**What you will do**.
Update the stretch from the start of the data through the line containing "[754,554,785,584]" by replacing "shrub" with "bush", and reproduce those lines with everything else unchanged.

[Start Records provided]

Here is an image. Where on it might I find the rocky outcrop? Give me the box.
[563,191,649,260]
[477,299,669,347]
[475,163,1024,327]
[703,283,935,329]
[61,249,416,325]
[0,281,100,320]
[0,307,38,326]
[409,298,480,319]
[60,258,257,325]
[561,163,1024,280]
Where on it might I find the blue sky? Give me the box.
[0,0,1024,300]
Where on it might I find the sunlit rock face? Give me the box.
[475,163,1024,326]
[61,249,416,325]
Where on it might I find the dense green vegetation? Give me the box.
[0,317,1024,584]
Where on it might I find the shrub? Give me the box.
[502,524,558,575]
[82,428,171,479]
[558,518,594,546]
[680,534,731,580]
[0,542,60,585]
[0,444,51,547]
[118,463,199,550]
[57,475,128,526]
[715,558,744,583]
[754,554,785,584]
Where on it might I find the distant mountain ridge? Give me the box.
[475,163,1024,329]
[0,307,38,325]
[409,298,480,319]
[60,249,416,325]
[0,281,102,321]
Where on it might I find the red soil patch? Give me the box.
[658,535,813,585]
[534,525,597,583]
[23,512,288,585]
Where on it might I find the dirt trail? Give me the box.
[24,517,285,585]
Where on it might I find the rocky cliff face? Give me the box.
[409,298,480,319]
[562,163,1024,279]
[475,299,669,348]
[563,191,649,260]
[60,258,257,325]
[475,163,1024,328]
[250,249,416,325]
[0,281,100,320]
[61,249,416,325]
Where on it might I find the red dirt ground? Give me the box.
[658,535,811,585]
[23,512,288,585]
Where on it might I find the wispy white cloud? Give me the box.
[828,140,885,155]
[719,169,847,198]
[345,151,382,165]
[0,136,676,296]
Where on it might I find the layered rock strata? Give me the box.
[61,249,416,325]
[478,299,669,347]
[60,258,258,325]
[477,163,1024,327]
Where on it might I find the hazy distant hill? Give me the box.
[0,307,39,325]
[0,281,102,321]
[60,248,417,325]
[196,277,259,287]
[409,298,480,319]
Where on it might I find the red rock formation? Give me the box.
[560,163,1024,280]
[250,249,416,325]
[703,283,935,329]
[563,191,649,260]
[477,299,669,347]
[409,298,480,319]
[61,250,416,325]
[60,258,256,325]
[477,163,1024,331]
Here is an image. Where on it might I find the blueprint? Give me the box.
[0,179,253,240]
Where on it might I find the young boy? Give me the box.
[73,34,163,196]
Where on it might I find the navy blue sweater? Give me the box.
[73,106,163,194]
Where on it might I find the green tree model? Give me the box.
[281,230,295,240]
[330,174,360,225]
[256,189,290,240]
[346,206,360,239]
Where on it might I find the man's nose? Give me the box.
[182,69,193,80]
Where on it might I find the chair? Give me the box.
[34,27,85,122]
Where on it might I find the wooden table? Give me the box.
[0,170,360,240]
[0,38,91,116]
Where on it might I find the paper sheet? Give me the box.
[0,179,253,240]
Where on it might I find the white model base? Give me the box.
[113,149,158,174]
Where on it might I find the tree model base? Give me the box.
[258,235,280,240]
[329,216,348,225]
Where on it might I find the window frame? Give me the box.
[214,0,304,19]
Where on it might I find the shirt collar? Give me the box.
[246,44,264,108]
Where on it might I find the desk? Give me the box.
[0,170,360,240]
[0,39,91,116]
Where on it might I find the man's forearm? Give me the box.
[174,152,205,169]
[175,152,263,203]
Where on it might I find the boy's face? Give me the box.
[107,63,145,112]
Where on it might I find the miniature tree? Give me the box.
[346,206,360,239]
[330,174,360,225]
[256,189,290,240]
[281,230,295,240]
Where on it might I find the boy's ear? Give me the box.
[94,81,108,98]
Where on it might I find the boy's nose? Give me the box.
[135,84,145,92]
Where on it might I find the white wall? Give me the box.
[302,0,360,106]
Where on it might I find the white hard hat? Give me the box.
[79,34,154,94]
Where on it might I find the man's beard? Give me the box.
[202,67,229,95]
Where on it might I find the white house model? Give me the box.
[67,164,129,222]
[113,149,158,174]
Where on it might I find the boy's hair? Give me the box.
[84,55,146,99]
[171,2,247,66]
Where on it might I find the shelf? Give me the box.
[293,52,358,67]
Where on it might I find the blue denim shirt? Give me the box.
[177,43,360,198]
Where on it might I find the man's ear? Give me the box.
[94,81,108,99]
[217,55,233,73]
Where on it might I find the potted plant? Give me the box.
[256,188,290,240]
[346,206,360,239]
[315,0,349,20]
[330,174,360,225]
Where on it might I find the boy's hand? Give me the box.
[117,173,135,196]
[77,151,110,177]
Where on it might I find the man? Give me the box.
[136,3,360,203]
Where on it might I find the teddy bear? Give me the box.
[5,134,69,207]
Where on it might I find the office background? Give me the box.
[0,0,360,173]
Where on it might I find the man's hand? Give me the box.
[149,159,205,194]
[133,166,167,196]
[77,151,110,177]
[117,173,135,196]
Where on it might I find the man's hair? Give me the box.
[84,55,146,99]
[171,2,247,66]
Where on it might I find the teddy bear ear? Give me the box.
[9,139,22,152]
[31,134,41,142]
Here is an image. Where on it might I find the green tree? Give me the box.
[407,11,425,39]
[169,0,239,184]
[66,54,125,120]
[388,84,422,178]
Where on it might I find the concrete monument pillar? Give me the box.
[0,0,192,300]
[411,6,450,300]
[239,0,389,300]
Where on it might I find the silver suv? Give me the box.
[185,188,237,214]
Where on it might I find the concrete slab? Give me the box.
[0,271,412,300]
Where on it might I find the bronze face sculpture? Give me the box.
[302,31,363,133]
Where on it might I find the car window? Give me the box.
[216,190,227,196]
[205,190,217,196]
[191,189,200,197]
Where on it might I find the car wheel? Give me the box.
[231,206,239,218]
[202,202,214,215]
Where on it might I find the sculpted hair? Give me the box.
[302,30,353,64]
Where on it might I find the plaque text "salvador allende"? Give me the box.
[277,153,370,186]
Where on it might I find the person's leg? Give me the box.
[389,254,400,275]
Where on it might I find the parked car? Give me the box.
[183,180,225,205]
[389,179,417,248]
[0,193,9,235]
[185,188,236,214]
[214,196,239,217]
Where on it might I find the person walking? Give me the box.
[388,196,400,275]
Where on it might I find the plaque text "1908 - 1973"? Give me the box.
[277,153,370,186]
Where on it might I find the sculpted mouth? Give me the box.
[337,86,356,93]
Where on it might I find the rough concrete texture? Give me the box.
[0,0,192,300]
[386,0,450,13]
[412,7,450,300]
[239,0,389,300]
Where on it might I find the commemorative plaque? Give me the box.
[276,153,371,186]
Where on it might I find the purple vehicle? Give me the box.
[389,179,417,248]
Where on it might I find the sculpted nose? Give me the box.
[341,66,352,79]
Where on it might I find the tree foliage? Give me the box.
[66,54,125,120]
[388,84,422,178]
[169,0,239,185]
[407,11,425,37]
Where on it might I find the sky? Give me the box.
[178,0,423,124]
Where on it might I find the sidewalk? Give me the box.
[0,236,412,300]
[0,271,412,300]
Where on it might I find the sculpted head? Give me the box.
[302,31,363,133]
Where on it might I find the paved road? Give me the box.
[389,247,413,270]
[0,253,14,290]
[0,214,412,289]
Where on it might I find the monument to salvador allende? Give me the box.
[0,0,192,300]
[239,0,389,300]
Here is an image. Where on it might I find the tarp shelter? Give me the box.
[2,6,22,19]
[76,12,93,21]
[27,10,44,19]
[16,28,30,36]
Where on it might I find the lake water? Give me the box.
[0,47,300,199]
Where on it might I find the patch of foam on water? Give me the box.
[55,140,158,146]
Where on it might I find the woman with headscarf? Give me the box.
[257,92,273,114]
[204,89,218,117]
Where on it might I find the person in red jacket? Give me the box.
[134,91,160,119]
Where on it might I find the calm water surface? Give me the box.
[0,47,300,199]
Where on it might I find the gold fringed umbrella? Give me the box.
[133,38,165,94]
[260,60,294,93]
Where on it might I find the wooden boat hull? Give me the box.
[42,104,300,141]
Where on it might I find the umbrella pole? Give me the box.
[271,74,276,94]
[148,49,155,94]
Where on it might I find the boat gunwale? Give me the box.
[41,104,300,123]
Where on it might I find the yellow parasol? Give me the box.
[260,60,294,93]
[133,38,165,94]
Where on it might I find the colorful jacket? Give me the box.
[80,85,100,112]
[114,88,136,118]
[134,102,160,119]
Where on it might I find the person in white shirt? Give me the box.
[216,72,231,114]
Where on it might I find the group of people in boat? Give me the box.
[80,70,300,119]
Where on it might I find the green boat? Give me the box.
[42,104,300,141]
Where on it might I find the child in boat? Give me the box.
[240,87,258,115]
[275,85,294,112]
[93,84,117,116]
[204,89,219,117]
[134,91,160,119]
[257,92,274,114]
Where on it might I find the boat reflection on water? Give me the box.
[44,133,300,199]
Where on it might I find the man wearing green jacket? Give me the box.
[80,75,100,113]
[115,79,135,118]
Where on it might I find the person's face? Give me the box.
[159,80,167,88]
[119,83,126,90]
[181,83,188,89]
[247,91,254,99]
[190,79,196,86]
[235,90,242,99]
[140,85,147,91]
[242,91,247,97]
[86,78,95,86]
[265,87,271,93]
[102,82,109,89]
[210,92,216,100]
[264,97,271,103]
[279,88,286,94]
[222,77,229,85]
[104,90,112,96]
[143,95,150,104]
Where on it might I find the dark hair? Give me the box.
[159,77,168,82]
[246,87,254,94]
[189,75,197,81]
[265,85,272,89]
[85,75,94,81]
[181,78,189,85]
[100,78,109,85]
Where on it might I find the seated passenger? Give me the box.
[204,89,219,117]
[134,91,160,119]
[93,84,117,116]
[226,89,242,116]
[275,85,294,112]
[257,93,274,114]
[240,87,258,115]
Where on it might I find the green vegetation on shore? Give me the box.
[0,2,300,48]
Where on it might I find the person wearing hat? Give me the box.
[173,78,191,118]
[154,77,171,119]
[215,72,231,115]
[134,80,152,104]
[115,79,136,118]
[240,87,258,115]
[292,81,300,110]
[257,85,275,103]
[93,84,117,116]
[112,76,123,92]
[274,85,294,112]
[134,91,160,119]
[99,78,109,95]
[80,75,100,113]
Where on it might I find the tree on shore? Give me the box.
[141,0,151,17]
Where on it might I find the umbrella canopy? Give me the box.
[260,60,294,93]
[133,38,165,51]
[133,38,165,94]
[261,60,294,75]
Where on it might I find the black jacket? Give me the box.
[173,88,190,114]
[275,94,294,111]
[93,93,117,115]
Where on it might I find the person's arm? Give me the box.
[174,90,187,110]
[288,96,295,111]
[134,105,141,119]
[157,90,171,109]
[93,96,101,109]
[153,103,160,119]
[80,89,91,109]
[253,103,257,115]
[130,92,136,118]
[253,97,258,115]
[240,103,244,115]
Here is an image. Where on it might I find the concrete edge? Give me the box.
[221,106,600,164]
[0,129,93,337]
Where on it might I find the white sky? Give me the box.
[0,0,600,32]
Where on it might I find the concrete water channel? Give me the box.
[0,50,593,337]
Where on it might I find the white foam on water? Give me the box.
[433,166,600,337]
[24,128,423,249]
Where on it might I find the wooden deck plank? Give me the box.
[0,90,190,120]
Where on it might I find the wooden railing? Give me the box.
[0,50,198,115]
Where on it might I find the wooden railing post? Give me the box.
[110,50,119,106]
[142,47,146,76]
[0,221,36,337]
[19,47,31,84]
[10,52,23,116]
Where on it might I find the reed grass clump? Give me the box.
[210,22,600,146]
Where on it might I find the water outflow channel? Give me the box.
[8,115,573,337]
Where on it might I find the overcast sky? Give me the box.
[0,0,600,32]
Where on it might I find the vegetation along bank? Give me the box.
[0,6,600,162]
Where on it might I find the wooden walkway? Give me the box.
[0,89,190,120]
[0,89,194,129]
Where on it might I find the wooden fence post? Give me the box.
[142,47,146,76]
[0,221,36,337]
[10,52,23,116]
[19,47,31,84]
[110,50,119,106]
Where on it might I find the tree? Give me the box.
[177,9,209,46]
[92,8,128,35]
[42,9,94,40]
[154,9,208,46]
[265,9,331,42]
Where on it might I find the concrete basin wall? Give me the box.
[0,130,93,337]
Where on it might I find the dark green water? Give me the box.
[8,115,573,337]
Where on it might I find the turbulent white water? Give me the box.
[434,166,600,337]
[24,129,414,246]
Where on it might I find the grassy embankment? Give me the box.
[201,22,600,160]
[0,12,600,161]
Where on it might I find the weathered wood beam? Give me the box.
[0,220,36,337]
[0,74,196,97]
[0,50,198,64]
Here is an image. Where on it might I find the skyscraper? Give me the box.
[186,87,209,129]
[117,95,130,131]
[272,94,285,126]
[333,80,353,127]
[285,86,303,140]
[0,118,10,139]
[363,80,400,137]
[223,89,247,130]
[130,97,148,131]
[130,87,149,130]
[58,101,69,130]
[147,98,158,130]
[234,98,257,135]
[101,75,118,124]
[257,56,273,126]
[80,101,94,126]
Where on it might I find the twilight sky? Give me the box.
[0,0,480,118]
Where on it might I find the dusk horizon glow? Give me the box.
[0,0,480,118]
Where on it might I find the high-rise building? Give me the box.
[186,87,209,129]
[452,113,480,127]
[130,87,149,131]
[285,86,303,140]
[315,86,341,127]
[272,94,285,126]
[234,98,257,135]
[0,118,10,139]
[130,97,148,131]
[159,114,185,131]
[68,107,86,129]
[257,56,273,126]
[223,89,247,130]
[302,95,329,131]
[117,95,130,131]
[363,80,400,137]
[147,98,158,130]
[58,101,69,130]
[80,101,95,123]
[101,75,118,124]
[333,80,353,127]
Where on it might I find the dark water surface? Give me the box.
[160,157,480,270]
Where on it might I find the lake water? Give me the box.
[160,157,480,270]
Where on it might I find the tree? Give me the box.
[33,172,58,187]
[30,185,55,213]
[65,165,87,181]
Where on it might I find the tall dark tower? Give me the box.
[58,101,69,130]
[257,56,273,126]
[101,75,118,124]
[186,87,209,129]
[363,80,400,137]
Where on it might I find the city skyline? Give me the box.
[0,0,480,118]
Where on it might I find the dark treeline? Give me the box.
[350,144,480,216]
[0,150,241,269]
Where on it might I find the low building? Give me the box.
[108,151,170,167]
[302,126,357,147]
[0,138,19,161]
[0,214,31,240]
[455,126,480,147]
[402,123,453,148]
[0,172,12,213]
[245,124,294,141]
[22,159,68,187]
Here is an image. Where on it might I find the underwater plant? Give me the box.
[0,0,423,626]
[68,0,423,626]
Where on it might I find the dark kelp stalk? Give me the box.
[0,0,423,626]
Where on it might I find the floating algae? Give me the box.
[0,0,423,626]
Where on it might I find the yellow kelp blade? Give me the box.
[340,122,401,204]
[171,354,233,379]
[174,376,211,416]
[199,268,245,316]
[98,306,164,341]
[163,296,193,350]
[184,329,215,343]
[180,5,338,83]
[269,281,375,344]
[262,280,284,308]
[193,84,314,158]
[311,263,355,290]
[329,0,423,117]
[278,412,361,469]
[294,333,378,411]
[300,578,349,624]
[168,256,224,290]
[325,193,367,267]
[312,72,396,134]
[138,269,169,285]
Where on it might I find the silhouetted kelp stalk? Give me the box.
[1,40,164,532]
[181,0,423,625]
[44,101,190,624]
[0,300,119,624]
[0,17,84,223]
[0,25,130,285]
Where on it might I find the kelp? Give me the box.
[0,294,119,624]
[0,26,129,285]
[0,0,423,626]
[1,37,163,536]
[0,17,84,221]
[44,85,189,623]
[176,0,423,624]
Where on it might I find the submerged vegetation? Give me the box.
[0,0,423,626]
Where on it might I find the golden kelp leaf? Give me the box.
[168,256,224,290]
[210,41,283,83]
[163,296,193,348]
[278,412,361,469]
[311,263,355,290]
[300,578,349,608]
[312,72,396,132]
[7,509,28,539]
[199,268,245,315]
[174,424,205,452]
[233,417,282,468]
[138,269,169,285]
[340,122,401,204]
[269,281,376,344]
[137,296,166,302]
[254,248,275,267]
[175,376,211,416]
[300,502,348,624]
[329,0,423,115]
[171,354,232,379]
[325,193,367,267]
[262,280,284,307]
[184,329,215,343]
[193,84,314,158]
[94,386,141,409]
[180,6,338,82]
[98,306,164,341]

[End Records provided]

**Result of the task**.
Here is an image. Where on it might I find the rocky outcrop? Give me the box.
[563,191,649,260]
[477,299,669,347]
[475,163,1024,327]
[703,283,935,329]
[61,249,416,325]
[0,281,100,320]
[0,307,38,326]
[409,298,480,319]
[60,258,257,325]
[561,163,1024,280]
Where on it might I find the blue sky? Give me the box.
[0,0,1024,300]
Where on it might I find the sunlit rock face? Give me the box.
[475,163,1024,326]
[61,249,416,325]
Where on it might I find the dense green vegetation? Give me the box.
[0,317,1024,584]
Where on it might I find the bush? Give me the box.
[502,524,558,575]
[82,428,171,479]
[558,518,594,546]
[680,534,731,580]
[0,542,60,585]
[0,444,51,547]
[118,463,199,550]
[57,475,128,526]
[715,558,744,583]
[754,554,785,584]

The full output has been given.